- _Brano_
********************

A due mesi dal voto che cambierà gli equilibri del mondo, i candidati alla Casa Bianca limano le proprie ricette in campo economico. E c’è un minimo comun denominatore: la Cina
Tra due mesi o poco più gli Stati Uniti sceglieranno il loro prossimo presidente, l’uomo, Donald Trump, o la donna, Kamala Harris, chiamato o chiamata a guidare la prima economia mondiale attraverso uno dei periodi più complessi della storia globale. E c’è da giurare che le proposte economiche messe in campo dai due candidati, faranno la differenza prima, durante e dopo il voto. Sul versante democratico, per esempio, l’agenda di Harris pare già abbastanza definita, così come chiaramente emerso dal suo piano per gli Stati Uniti presentato a Raleigh, in North Carolina, uno degli Stati chiave in cui Trump ha vinto nel 2016. Piano che l’attuale vicepresidente punta a mettere a terra, se eletta, in 100 giorni.

********************

- _Dati dell'esercizio_
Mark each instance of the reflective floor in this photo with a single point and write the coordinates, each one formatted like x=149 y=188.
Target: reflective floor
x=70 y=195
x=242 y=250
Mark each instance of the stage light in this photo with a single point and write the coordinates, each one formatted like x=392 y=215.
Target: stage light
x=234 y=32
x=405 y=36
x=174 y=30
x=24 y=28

********************

- _Cosa fare_
Ricopia per intero il brano sulle proposte economiche dei candidati alla Casa Bianca, senza cambiare nulla. L'elenco riportato sopra non serve.

- _Risposta_
A due mesi dal voto che cambierà gli equilibri del mondo, i candidati alla Casa Bianca limano le proprie ricette in campo economico. E c’è un minimo comun denominatore: la Cina
Tra due mesi o poco più gli Stati Uniti sceglieranno il loro prossimo presidente, l’uomo, Donald Trump, o la donna, Kamala Harris, chiamato o chiamata a guidare la prima economia mondiale attraverso uno dei periodi più complessi della storia globale. E c’è da giurare che le proposte economiche messe in campo dai due candidati, faranno la differenza prima, durante e dopo il voto. Sul versante democratico, per esempio, l’agenda di Harris pare già abbastanza definita, così come chiaramente emerso dal suo piano per gli Stati Uniti presentato a Raleigh, in North Carolina, uno degli Stati chiave in cui Trump ha vinto nel 2016. Piano che l’attuale vicepresidente punta a mettere a terra, se eletta, in 100 giorni.